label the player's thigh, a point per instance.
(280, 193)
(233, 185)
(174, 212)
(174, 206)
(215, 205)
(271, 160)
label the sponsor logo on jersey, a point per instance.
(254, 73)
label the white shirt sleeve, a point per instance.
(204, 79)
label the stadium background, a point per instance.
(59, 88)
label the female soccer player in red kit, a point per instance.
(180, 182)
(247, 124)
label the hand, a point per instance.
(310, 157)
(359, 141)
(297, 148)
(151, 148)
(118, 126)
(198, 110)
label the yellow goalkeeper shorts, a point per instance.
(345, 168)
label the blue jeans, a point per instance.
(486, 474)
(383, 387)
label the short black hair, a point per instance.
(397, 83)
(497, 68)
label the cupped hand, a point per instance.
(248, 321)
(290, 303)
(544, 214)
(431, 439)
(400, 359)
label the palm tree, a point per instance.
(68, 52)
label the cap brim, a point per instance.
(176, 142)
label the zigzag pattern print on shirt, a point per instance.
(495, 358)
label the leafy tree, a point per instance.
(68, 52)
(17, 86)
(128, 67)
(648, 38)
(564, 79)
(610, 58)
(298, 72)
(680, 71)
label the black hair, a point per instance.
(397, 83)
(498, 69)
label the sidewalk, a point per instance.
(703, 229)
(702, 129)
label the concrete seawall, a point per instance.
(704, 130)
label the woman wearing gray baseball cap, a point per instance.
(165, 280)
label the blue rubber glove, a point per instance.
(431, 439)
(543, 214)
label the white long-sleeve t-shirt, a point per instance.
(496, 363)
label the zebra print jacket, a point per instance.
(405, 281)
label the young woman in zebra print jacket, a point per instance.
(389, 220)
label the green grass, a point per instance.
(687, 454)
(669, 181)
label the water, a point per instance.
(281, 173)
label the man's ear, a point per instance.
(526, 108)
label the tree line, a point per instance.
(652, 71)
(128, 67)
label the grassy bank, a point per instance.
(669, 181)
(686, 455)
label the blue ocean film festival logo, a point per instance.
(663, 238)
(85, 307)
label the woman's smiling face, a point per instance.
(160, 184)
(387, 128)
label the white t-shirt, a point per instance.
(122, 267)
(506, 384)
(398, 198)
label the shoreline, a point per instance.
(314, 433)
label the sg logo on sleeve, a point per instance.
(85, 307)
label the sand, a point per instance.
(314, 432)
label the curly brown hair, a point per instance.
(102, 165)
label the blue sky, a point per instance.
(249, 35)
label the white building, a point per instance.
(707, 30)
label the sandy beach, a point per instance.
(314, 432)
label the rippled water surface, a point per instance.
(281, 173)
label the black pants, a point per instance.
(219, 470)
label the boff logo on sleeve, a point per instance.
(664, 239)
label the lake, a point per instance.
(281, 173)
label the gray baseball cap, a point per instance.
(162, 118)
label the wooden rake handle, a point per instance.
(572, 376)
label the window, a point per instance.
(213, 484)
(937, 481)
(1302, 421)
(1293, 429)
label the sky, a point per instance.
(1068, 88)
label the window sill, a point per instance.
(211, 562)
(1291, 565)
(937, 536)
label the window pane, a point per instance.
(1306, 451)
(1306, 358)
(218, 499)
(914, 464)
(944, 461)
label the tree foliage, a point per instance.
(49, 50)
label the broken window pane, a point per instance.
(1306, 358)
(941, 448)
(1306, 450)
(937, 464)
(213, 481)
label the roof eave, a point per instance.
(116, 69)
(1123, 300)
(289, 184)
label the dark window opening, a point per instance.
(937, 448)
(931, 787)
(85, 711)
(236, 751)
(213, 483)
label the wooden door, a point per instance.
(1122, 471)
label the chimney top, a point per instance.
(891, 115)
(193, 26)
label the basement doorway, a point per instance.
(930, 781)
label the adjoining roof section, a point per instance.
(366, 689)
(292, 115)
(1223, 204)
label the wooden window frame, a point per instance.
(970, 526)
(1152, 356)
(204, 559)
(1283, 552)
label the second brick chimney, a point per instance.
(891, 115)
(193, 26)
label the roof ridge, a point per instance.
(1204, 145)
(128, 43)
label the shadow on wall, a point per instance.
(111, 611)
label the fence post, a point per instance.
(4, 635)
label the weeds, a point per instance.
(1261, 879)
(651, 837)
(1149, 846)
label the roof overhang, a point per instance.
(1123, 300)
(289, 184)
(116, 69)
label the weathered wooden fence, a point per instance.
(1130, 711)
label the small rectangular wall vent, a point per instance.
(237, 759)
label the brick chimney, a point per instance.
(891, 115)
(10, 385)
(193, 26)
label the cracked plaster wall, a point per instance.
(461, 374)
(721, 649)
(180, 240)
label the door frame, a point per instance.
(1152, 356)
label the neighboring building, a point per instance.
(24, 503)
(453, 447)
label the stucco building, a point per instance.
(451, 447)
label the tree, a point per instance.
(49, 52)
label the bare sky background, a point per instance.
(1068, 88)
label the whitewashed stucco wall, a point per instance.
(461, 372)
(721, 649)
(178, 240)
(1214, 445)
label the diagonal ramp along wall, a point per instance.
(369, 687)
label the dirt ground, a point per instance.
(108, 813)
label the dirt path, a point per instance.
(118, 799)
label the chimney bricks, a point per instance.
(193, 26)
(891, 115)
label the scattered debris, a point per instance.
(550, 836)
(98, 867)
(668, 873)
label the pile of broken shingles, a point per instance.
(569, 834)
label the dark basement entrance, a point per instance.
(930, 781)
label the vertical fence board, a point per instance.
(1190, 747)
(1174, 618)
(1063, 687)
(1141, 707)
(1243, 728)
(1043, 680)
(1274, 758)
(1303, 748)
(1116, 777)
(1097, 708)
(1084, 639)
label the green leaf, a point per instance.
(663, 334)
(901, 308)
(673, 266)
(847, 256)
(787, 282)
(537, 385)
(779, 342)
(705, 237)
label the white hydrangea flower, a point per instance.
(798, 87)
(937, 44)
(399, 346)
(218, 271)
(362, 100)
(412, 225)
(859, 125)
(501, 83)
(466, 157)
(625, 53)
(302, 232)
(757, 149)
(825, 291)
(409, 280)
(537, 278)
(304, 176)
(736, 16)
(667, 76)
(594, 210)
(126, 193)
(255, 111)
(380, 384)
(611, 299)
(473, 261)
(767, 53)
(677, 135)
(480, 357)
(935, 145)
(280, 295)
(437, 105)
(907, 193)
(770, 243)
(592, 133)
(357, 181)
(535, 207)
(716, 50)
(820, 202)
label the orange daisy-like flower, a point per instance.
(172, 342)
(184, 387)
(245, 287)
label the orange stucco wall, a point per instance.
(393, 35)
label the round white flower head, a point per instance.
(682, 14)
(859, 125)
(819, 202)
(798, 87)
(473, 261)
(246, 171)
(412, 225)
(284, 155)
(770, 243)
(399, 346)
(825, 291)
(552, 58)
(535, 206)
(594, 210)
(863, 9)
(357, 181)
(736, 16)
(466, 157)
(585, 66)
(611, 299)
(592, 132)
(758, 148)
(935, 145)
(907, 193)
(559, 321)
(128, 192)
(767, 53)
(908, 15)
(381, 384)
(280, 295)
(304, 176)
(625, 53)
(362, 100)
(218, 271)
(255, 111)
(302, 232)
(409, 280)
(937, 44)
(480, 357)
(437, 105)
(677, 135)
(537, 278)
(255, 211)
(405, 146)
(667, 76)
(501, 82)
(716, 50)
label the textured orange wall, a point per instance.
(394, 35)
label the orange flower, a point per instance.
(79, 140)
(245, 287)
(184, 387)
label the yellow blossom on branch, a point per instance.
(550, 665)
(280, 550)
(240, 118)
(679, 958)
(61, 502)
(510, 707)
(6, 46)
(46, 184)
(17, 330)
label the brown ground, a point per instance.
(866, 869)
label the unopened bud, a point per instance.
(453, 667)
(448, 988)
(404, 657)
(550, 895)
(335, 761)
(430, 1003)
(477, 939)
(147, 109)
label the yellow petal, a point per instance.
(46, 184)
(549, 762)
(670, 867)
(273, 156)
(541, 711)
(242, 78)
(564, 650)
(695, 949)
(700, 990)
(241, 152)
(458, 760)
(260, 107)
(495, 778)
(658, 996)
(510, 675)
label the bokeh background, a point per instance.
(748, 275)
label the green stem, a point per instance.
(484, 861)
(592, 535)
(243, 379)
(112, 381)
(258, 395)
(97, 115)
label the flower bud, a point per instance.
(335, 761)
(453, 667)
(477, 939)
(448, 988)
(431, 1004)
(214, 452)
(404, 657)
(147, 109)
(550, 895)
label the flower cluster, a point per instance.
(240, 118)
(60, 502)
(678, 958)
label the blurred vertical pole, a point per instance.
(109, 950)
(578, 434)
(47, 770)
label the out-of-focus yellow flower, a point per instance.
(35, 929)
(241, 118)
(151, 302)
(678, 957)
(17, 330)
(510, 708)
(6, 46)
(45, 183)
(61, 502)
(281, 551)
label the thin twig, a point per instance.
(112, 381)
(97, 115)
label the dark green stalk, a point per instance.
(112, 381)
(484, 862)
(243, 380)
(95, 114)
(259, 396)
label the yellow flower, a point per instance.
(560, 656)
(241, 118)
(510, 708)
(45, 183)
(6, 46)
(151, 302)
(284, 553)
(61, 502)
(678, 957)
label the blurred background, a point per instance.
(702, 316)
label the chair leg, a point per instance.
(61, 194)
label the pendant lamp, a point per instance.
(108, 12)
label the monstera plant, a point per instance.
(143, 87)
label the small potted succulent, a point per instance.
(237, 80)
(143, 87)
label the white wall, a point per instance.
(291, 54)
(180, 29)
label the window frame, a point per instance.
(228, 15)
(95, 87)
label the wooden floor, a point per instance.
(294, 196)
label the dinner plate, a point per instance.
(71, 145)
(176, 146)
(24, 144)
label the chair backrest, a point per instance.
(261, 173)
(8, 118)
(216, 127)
************
WHAT NEEDS TO BE DONE — Copy the entries above word for word, beginning at the line that contains "label the broken" and stopping after the line that contains "(1149, 846)".

OUTPUT BELOW —
label the broken window pane, a point per instance.
(1306, 358)
(941, 448)
(1306, 450)
(937, 464)
(213, 481)
label the roof eave, a point per instance.
(116, 69)
(1123, 300)
(289, 184)
label the dark window opening, a point per instance.
(937, 448)
(931, 787)
(85, 711)
(236, 751)
(213, 483)
label the wooden door, a point per instance.
(1122, 471)
label the chimney top, a point per instance.
(891, 115)
(193, 26)
label the basement doorway, a point per instance.
(930, 781)
label the adjoining roof section, a point per instance.
(366, 689)
(292, 115)
(1223, 204)
label the wooden window frame, a point per instance.
(970, 526)
(1152, 356)
(204, 559)
(1283, 552)
label the second brick chimney, a point per instance.
(891, 115)
(193, 26)
label the roof ridge, a point per instance.
(1204, 145)
(128, 43)
label the shadow on wall, a point per instance.
(111, 611)
label the fence post, a point per instance.
(4, 635)
label the weeds, a point per instance.
(1261, 879)
(651, 837)
(1149, 846)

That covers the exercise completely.